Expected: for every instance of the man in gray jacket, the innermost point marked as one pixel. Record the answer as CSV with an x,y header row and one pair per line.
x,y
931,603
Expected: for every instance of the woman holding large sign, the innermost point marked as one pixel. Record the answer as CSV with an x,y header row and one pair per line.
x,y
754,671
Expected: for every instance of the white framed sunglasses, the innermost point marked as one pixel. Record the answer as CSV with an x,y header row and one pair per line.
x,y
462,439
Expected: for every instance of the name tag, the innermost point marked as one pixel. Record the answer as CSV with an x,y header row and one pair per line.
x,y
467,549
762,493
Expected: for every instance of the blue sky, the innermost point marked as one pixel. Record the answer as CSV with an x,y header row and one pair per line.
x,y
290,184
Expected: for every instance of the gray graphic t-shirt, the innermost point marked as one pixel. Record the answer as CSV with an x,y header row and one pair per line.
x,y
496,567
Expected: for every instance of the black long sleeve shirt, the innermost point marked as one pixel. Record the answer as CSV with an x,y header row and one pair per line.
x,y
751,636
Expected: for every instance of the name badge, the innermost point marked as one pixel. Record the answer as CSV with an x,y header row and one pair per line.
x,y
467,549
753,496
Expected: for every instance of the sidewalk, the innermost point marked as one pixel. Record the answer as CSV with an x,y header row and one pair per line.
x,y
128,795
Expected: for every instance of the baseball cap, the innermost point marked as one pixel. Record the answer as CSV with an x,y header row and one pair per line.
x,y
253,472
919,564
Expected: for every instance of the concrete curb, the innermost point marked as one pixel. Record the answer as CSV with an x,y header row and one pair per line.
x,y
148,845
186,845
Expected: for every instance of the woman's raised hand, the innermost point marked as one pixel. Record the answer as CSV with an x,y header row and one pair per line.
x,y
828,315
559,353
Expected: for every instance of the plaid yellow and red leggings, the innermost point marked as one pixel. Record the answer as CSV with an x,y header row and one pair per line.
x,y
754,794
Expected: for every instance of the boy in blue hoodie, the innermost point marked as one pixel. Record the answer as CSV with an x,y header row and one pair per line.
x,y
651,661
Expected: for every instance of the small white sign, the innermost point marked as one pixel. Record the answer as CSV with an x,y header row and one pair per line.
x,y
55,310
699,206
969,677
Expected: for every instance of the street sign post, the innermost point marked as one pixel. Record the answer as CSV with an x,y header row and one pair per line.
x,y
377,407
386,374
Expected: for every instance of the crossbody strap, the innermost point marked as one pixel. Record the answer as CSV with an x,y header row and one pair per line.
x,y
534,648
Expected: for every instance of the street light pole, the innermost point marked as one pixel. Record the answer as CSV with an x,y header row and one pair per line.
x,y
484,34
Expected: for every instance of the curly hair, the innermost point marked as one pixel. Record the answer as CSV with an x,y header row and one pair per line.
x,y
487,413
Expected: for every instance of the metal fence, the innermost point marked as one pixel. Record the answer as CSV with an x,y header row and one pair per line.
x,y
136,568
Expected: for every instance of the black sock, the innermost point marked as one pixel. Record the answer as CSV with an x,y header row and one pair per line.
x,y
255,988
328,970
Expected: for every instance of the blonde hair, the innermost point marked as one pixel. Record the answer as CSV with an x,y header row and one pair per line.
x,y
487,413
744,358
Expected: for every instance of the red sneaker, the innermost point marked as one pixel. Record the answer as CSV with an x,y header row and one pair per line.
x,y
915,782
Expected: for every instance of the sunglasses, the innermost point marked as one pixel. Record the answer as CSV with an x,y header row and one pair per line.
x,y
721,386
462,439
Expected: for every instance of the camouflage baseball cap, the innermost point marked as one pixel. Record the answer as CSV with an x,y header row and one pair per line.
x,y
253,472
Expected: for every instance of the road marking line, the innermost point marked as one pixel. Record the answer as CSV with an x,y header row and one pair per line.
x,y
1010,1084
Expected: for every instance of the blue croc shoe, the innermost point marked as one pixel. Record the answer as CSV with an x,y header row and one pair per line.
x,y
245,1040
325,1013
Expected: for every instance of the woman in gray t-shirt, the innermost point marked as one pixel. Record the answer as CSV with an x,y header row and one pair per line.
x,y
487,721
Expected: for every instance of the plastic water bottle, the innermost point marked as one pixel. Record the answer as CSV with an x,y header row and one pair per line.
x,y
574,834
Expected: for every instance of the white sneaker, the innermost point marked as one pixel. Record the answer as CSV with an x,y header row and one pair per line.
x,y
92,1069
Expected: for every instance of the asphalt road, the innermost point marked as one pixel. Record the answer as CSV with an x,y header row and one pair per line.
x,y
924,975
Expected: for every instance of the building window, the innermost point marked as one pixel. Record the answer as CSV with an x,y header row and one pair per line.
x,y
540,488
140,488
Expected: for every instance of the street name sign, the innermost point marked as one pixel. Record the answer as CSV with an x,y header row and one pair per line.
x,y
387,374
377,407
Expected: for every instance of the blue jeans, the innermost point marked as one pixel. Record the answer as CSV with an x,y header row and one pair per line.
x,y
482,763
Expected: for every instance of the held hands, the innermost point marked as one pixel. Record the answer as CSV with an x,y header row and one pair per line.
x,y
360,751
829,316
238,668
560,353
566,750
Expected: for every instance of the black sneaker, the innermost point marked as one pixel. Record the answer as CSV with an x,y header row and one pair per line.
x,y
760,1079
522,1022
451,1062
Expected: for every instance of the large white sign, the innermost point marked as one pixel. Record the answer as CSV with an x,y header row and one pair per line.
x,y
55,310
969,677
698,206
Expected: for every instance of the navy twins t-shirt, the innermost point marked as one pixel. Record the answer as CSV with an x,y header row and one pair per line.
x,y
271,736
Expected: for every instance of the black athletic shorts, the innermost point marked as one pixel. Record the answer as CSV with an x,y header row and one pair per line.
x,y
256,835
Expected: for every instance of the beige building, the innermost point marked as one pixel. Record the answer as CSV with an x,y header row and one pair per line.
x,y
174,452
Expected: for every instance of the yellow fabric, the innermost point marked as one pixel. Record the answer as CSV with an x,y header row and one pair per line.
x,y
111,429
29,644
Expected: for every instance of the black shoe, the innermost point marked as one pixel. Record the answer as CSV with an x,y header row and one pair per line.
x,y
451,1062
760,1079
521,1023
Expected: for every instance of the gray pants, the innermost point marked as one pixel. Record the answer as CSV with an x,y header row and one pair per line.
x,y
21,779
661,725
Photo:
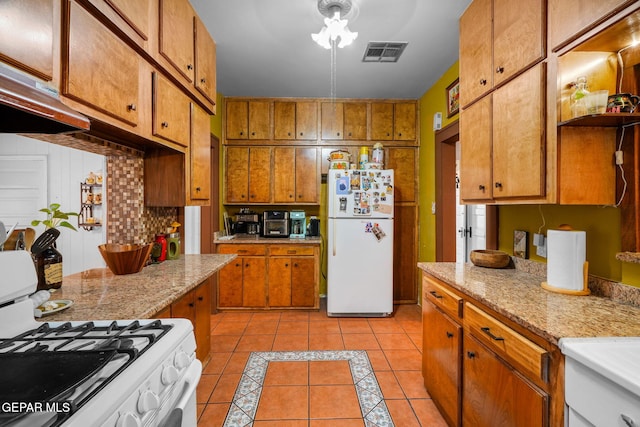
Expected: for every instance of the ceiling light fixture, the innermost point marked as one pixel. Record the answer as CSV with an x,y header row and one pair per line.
x,y
334,27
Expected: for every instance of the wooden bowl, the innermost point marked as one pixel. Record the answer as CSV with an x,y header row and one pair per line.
x,y
125,259
489,258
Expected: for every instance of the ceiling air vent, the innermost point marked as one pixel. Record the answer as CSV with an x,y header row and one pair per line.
x,y
383,51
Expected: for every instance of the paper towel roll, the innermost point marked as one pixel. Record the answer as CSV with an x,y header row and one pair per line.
x,y
566,255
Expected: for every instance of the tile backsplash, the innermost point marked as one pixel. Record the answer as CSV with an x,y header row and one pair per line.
x,y
128,219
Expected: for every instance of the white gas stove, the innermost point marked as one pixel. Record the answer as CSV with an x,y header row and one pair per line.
x,y
94,373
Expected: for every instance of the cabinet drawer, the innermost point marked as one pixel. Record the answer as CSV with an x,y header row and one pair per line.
x,y
242,250
506,342
291,250
446,300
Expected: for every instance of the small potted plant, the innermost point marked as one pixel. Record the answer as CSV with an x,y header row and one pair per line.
x,y
49,262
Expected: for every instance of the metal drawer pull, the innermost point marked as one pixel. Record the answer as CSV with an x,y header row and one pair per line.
x,y
627,420
488,332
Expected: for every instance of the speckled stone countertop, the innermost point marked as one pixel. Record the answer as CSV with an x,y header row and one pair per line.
x,y
98,294
268,240
517,295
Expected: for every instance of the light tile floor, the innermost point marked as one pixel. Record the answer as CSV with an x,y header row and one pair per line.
x,y
311,391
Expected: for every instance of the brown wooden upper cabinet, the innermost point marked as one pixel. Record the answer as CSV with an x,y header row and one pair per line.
x,y
343,120
393,121
248,175
90,73
584,15
176,36
295,120
248,119
205,59
171,111
492,54
26,36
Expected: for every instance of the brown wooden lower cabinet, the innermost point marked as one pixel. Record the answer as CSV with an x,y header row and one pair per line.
x,y
481,370
269,276
195,306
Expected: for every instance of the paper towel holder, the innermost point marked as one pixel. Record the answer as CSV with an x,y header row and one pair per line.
x,y
584,291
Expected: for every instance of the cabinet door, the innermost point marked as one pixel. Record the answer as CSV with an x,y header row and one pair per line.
x,y
90,73
26,36
381,121
307,177
134,13
355,120
280,282
583,13
254,292
237,119
260,174
441,362
403,162
475,151
199,176
332,118
230,284
306,120
495,395
205,60
303,282
171,111
476,66
284,175
202,327
404,121
518,136
259,119
405,250
237,174
284,120
176,35
518,36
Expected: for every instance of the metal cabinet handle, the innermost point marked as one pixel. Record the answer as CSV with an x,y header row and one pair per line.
x,y
435,294
493,337
628,420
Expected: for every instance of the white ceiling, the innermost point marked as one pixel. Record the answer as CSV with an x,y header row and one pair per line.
x,y
264,47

**Work to complete**.
Please copy the entries above word for word, from the line containing "Expected: for every instance of the metal cabinet" up to and including the final line of the entries.

**Answer to this exercise**.
Expected: for every instance of the metal cabinet handle, the innermost point marked as one pixel. Record the answer as CSV with an x,y header row and one pair per line.
x,y
435,294
493,337
628,420
Expected: for every instance of the white ceiling, the innermost point marked as one pixel. Record the answer as CSV with an x,y header row and one pair per line.
x,y
264,47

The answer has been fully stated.